Required action 1
Answer these from the passage on young people's lifestyle:
(a) What have behaviors, attitudes and values formed during childhood and adolescence been shown to have?
(b) Which two habits are described as increasing among the young?
(c) Who become involved in supporting roles when a young athlete trains intensively?
Required action 2
According to the passage on young people's lifestyle, why might intensive training harm a young athlete's friendships? Answer in one to three sentences.

Passage provided
--------------------------------
Understanding young peoples' lifestyle has become of increasing importance over the last few years. Many of the behaviours, attitudes and values formed during childhood and adolescence have been shown to have significant implications for adult development.
Lifestyle has recently entered the health debate and concern has been expressed that, whilst rates of smoking, and the consumption of alcohol are increasing in the young, physical activity is decreasing. Unfortunately there have been relatively few studies which have provided detailed information about lifestyle from large nationally representative samples of young people.
Concern has been expressed that intensive training may have an adverse effect upon the young athletes' ability to make or retain lasting friendships as they are unable to share in the common activities of the peer group. There is also considerable anecdotal evidence to suggest that intensive training can affect the lifestyle of the whole family as parents become involved in various supporting roles.
--------------------------------
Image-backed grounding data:

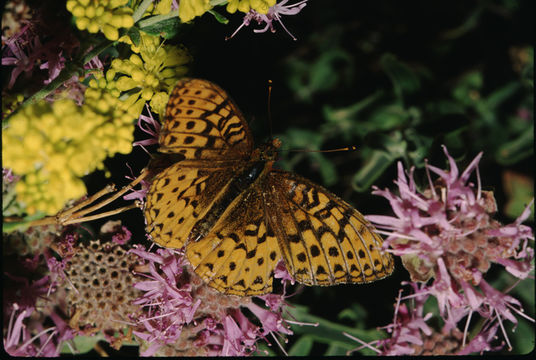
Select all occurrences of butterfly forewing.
[159,79,253,159]
[267,171,393,285]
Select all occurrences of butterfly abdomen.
[189,161,267,241]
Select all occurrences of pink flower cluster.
[130,247,292,356]
[350,147,534,355]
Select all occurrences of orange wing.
[265,170,394,285]
[158,79,253,160]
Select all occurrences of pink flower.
[227,0,307,40]
[367,147,534,354]
[130,247,292,356]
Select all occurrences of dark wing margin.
[265,170,394,285]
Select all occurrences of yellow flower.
[66,0,134,41]
[227,0,276,14]
[97,33,191,117]
[2,88,135,215]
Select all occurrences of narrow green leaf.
[127,26,141,46]
[2,212,46,233]
[139,15,184,39]
[288,335,313,356]
[290,305,385,355]
[352,150,395,192]
[380,53,421,99]
[60,333,104,354]
[495,125,534,165]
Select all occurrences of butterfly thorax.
[189,139,281,241]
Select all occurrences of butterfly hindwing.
[145,162,239,248]
[186,186,281,296]
[159,79,253,160]
[268,171,393,285]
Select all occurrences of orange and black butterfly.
[144,79,394,296]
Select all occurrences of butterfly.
[144,79,394,296]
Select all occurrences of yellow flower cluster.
[139,0,172,15]
[227,0,276,14]
[179,0,212,22]
[179,0,276,22]
[66,0,134,41]
[89,34,191,117]
[2,88,134,215]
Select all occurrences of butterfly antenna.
[283,145,357,153]
[268,80,274,139]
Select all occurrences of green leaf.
[484,81,521,109]
[380,53,421,100]
[352,150,395,192]
[365,104,417,135]
[290,305,385,355]
[452,71,484,106]
[288,335,313,356]
[139,15,184,39]
[324,343,350,356]
[495,125,534,165]
[2,212,46,233]
[337,303,367,327]
[127,26,141,46]
[307,152,339,186]
[502,170,534,221]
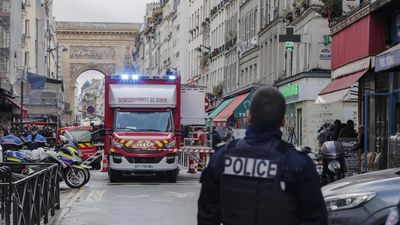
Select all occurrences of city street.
[50,170,200,225]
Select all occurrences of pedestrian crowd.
[317,119,362,146]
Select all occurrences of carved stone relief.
[70,62,115,75]
[69,46,116,60]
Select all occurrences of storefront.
[208,85,259,138]
[277,72,358,148]
[363,44,400,169]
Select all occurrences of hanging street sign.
[86,105,94,114]
[285,41,294,51]
[279,27,301,51]
[204,98,211,111]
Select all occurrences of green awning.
[233,89,257,118]
[208,97,235,119]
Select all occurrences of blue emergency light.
[121,74,129,80]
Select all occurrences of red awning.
[316,70,368,104]
[213,92,249,122]
[1,95,28,118]
[319,70,367,95]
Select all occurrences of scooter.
[4,137,90,188]
[319,141,347,185]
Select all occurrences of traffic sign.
[86,105,94,114]
[285,41,294,51]
[204,98,211,111]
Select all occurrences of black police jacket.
[197,125,328,225]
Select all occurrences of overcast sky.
[53,0,158,90]
[53,0,158,23]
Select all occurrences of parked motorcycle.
[4,137,90,188]
[319,141,347,185]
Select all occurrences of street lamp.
[48,43,68,80]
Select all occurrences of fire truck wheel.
[92,160,101,170]
[167,169,178,183]
[108,168,121,183]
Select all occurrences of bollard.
[100,155,108,172]
[188,159,196,173]
[197,153,207,171]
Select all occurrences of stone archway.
[56,22,141,124]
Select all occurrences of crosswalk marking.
[165,191,196,198]
[86,191,106,202]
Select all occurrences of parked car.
[322,168,400,225]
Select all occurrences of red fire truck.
[104,75,204,182]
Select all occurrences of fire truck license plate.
[135,164,153,169]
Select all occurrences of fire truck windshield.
[114,111,173,132]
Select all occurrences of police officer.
[24,126,47,150]
[197,87,328,225]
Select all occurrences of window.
[24,52,29,67]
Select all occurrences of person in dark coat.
[339,120,357,138]
[212,126,222,150]
[197,87,328,225]
[333,120,342,141]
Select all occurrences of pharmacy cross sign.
[279,27,301,51]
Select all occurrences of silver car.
[322,168,400,225]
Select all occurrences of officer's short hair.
[250,86,286,127]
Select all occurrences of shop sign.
[285,41,294,51]
[375,50,400,72]
[319,48,332,60]
[281,84,299,98]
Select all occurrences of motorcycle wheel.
[83,169,90,185]
[64,167,86,188]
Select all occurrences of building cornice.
[331,4,371,35]
[275,69,331,86]
[56,21,142,33]
[258,17,283,36]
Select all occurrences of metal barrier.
[0,163,60,225]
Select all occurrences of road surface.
[50,170,200,225]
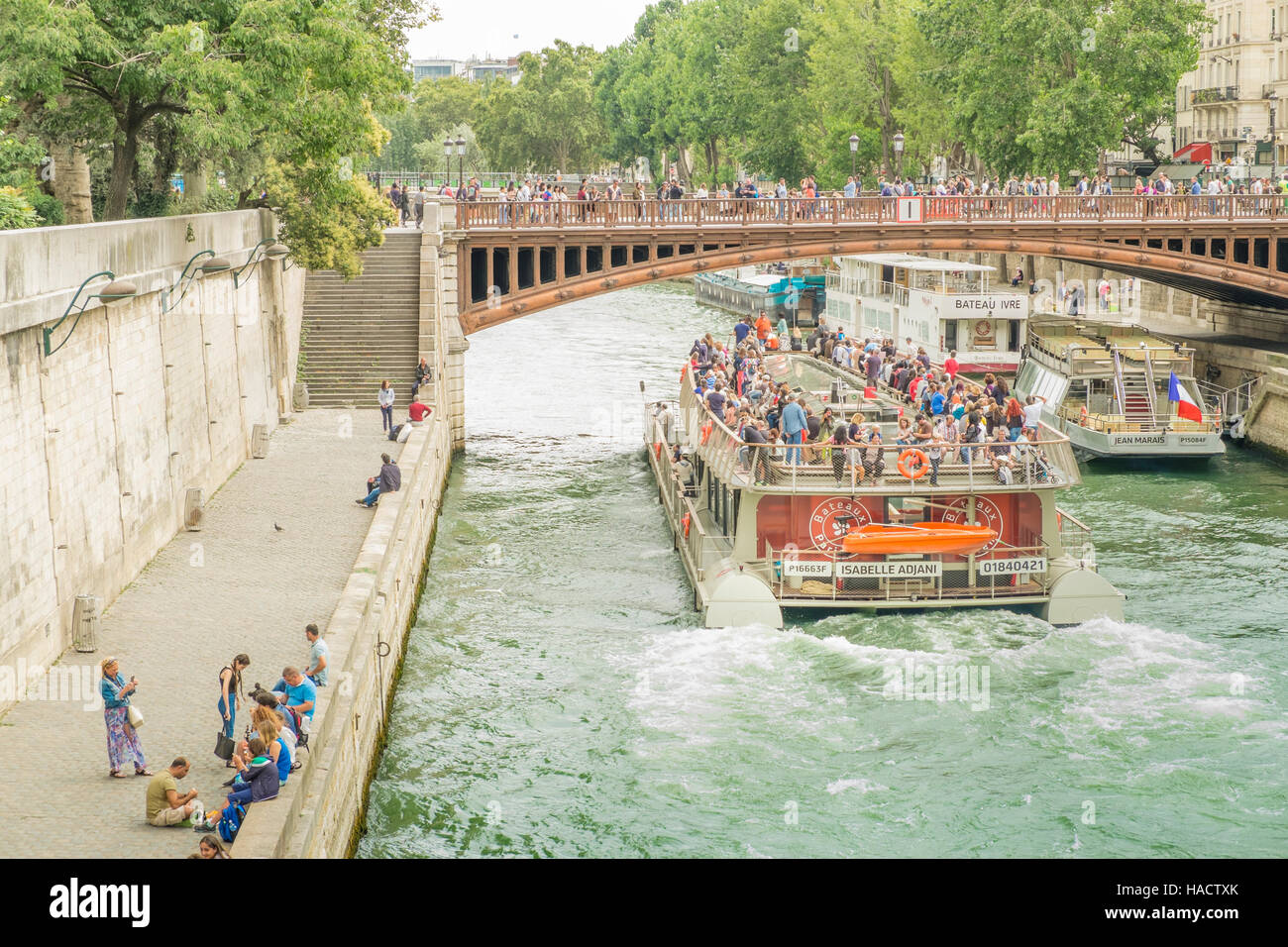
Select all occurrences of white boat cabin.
[825,253,1029,374]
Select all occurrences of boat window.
[886,496,928,526]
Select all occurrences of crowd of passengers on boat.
[662,317,1051,487]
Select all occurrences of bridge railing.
[456,194,1288,230]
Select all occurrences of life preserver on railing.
[897,447,930,480]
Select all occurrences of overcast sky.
[409,0,649,59]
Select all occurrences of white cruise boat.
[825,253,1029,376]
[1014,318,1225,460]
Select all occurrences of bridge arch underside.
[459,233,1288,335]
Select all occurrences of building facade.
[411,56,519,84]
[1173,0,1288,174]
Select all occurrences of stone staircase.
[300,231,421,415]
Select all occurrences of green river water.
[358,287,1288,857]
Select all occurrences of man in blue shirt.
[278,668,318,720]
[781,394,808,464]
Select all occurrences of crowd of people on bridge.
[661,312,1044,485]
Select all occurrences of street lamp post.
[1266,89,1279,187]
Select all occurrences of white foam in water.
[827,780,890,796]
[996,618,1266,742]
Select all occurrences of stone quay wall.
[0,210,304,710]
[233,412,452,858]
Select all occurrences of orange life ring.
[897,447,930,480]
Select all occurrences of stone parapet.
[233,419,452,858]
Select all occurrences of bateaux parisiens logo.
[944,496,1006,556]
[49,878,152,927]
[808,496,872,550]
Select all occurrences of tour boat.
[1014,317,1225,460]
[641,352,1124,627]
[824,253,1029,377]
[841,522,997,556]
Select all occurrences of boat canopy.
[846,254,997,273]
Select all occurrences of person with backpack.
[200,734,280,841]
[412,184,425,231]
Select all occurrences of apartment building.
[1172,0,1288,168]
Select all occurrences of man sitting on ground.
[206,737,280,822]
[407,399,434,424]
[147,756,197,828]
[277,668,318,729]
[355,454,402,509]
[411,356,433,398]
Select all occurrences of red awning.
[1172,142,1212,164]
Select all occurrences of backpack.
[215,802,246,844]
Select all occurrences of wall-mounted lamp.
[161,250,232,312]
[44,269,138,356]
[233,237,290,288]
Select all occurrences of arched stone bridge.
[454,194,1288,334]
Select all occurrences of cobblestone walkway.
[0,408,400,858]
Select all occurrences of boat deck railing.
[748,543,1051,605]
[1056,402,1223,434]
[680,369,1081,494]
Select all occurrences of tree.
[0,0,438,219]
[917,0,1210,174]
[374,76,483,171]
[476,40,606,170]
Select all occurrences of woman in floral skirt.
[99,657,152,780]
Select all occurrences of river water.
[358,286,1288,857]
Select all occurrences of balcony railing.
[1190,85,1239,106]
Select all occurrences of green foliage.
[0,185,40,231]
[0,0,438,266]
[474,40,606,170]
[371,76,483,171]
[593,0,1205,187]
[265,161,394,277]
[31,191,67,227]
[918,0,1210,174]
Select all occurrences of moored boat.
[1014,317,1225,460]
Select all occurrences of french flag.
[1167,371,1203,424]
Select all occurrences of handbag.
[215,730,237,763]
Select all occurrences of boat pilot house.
[827,253,1029,374]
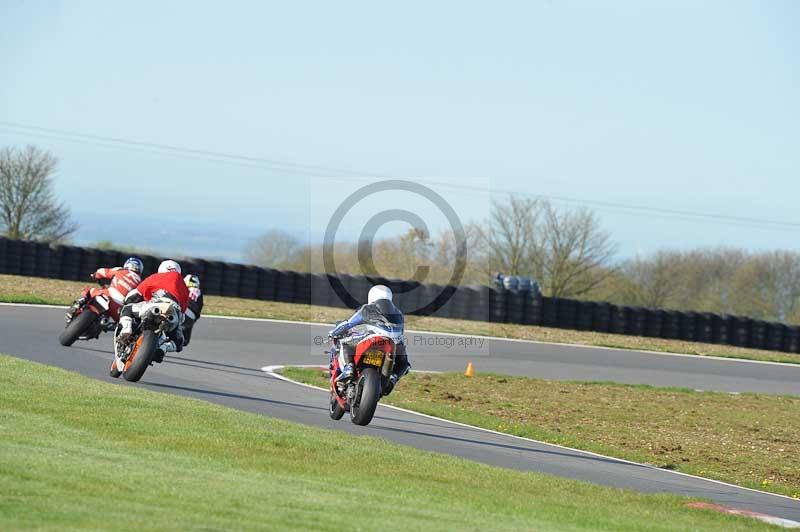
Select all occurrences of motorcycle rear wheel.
[58,309,97,347]
[350,368,381,426]
[122,331,158,382]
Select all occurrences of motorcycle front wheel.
[122,331,158,382]
[350,368,381,426]
[58,309,97,347]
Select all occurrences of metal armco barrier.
[0,237,800,353]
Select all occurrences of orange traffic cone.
[464,362,475,377]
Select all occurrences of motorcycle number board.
[361,349,383,366]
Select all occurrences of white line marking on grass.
[261,364,798,508]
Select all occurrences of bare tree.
[245,229,303,269]
[0,146,78,242]
[620,251,683,308]
[531,204,616,297]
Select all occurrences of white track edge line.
[0,303,800,368]
[261,364,800,508]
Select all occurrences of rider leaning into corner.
[328,284,411,395]
[117,260,189,357]
[91,257,144,305]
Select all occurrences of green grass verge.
[0,355,768,531]
[283,368,800,499]
[0,275,800,364]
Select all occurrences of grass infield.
[0,275,800,364]
[283,368,800,499]
[0,355,772,531]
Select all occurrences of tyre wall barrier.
[0,237,800,353]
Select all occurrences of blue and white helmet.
[122,257,144,275]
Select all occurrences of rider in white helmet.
[328,284,411,395]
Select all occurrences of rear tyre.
[350,368,381,426]
[58,310,97,347]
[328,393,344,421]
[122,331,158,382]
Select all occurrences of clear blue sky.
[0,0,800,258]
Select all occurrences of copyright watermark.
[411,334,487,351]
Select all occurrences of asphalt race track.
[0,305,800,521]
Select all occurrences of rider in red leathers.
[92,257,144,306]
[67,257,144,320]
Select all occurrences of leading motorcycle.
[109,298,181,382]
[58,279,121,347]
[329,324,403,425]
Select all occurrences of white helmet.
[158,260,181,273]
[367,284,392,305]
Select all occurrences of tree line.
[0,146,800,323]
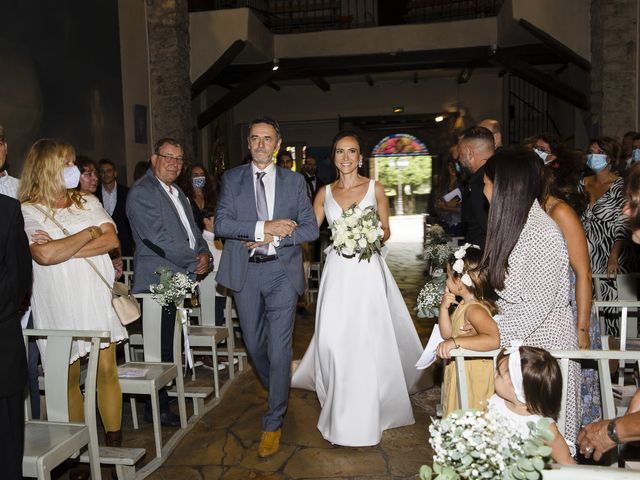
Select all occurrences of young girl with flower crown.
[490,342,575,464]
[436,243,500,416]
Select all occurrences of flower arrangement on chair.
[420,409,553,480]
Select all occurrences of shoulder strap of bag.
[31,204,113,293]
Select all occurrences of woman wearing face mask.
[20,139,127,462]
[180,163,217,230]
[580,137,630,334]
[435,147,462,236]
[482,149,580,442]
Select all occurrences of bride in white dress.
[291,132,431,447]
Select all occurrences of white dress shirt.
[156,177,196,250]
[0,170,20,198]
[102,184,118,216]
[251,163,280,255]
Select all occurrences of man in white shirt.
[214,117,318,457]
[127,138,211,426]
[0,125,20,198]
[96,158,133,257]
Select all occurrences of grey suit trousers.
[233,260,298,432]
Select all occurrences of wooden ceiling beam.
[198,68,274,129]
[191,40,247,100]
[493,50,590,111]
[311,77,331,92]
[518,18,591,72]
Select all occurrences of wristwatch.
[87,227,102,240]
[607,419,620,444]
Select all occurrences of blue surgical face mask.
[533,147,549,165]
[587,153,609,173]
[191,177,207,188]
[64,165,80,188]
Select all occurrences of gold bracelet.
[87,227,102,240]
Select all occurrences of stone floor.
[52,217,440,480]
[141,220,440,480]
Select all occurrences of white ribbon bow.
[505,340,527,405]
[177,307,193,370]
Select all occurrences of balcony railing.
[189,0,504,33]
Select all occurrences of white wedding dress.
[291,180,431,447]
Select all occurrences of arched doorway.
[369,133,432,215]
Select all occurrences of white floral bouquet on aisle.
[420,410,553,480]
[416,270,447,318]
[149,267,198,307]
[331,203,384,262]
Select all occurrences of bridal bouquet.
[416,270,447,318]
[420,410,553,480]
[149,267,198,307]
[331,203,384,262]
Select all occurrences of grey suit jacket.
[214,164,318,295]
[127,169,209,293]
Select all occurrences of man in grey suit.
[127,138,211,426]
[214,117,318,457]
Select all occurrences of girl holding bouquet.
[490,342,576,464]
[292,132,432,447]
[436,243,500,416]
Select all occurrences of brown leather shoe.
[258,429,282,458]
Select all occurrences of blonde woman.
[19,139,127,454]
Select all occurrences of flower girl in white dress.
[292,132,431,446]
[488,344,575,464]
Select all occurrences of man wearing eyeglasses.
[127,138,211,426]
[214,117,318,458]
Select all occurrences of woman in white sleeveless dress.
[292,132,431,447]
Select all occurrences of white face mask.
[533,147,550,165]
[64,165,80,188]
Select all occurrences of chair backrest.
[125,293,182,369]
[198,272,217,327]
[122,257,133,272]
[22,329,111,458]
[451,348,640,435]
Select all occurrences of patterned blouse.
[580,178,629,273]
[495,200,580,443]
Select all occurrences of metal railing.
[189,0,504,33]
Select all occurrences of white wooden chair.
[451,348,640,435]
[22,329,110,480]
[122,257,133,272]
[188,272,235,398]
[542,464,640,480]
[593,300,640,386]
[118,293,187,457]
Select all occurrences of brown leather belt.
[249,255,278,263]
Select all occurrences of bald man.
[478,118,502,150]
[458,127,495,249]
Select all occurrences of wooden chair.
[189,272,235,398]
[119,293,187,457]
[451,348,640,435]
[22,329,111,480]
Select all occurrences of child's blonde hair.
[447,245,498,315]
[496,346,562,421]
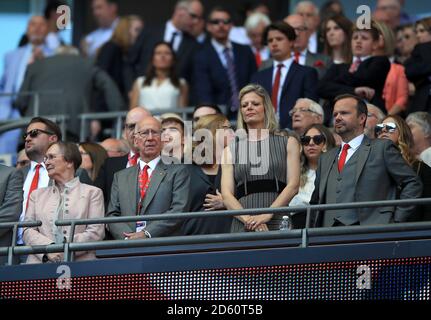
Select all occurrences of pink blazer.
[383,63,409,112]
[23,178,105,263]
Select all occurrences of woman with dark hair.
[79,142,108,181]
[376,115,431,221]
[289,124,336,229]
[130,42,188,111]
[23,142,105,263]
[221,84,300,232]
[322,15,353,63]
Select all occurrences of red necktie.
[254,50,262,68]
[271,63,284,112]
[26,163,42,210]
[128,153,139,167]
[338,143,350,173]
[295,51,300,64]
[349,58,362,73]
[139,165,150,211]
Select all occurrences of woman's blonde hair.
[111,15,142,53]
[237,84,279,132]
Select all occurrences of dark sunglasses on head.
[301,134,326,146]
[209,19,232,25]
[375,122,397,135]
[23,129,55,140]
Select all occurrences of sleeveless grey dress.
[230,134,288,232]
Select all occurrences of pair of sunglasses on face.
[301,134,326,146]
[374,122,397,136]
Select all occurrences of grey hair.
[244,12,271,31]
[296,98,325,120]
[406,111,431,139]
[295,1,319,16]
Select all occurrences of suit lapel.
[319,148,340,202]
[141,160,167,214]
[355,136,371,184]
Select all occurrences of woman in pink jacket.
[23,142,105,263]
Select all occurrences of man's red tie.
[25,163,42,210]
[338,143,350,173]
[128,153,139,167]
[349,58,362,73]
[254,50,262,68]
[271,63,284,112]
[294,51,301,63]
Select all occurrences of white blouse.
[136,77,186,111]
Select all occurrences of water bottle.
[280,216,292,231]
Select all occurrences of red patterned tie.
[26,163,42,210]
[338,143,350,173]
[128,153,139,167]
[349,58,362,73]
[271,63,284,112]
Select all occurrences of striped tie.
[223,48,239,112]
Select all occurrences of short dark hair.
[263,21,296,44]
[27,117,63,141]
[193,102,222,114]
[52,141,82,172]
[207,6,232,20]
[334,93,368,116]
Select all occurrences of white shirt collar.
[211,39,232,54]
[341,134,364,151]
[139,156,160,171]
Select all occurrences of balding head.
[27,16,48,46]
[284,14,310,52]
[135,116,162,163]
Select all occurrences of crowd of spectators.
[0,0,431,263]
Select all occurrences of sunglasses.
[375,122,397,135]
[301,134,326,146]
[208,19,232,25]
[22,129,55,140]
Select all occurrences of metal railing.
[0,198,431,265]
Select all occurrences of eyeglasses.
[289,109,318,116]
[136,129,161,139]
[22,129,55,140]
[43,154,63,163]
[124,123,136,131]
[375,122,397,135]
[301,134,326,146]
[208,19,232,26]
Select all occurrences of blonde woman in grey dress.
[221,84,300,232]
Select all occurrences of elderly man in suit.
[0,165,24,265]
[192,7,257,118]
[310,94,422,227]
[0,16,52,154]
[251,21,318,128]
[107,117,190,240]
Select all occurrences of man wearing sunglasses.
[192,7,257,118]
[310,94,422,227]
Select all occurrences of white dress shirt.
[338,134,364,164]
[163,20,183,52]
[17,161,49,244]
[270,58,293,120]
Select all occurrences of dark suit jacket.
[16,55,125,135]
[94,156,129,209]
[310,137,422,227]
[192,41,257,115]
[317,56,391,113]
[128,27,200,83]
[107,160,190,240]
[404,41,431,113]
[251,62,319,129]
[181,164,232,235]
[0,165,24,265]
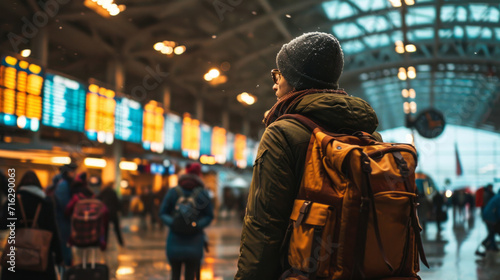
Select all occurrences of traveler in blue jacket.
[482,191,500,252]
[160,163,214,280]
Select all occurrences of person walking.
[235,32,382,280]
[49,163,77,267]
[0,170,63,280]
[476,190,500,256]
[97,183,124,247]
[160,163,214,280]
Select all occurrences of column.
[31,27,49,145]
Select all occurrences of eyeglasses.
[271,69,281,84]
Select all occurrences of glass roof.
[322,0,500,129]
[322,0,500,55]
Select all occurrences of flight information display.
[234,134,247,168]
[165,113,182,152]
[212,126,226,164]
[42,73,86,132]
[182,113,200,159]
[142,100,165,153]
[247,139,259,167]
[85,84,116,145]
[200,124,212,155]
[0,56,43,131]
[115,97,143,143]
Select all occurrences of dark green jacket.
[235,93,378,280]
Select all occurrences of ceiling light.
[83,158,106,168]
[236,92,257,105]
[119,161,137,171]
[405,44,417,52]
[203,73,212,82]
[50,157,71,164]
[403,102,410,114]
[410,88,416,99]
[153,42,165,51]
[408,66,417,79]
[410,101,417,114]
[208,68,220,79]
[398,67,406,81]
[401,89,408,98]
[389,0,401,8]
[174,46,186,55]
[21,49,31,57]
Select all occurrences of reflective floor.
[92,212,500,280]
--------------------------------
Worked solution 1
(a) Significant implications for adult development.
(b) Smoking and the consumption of alcohol.
(c) Parents.

Worked solution 2
Intensive training may affect a young athlete's ability to make or keep lasting friendships because the athlete cannot share in the common activities of the peer group.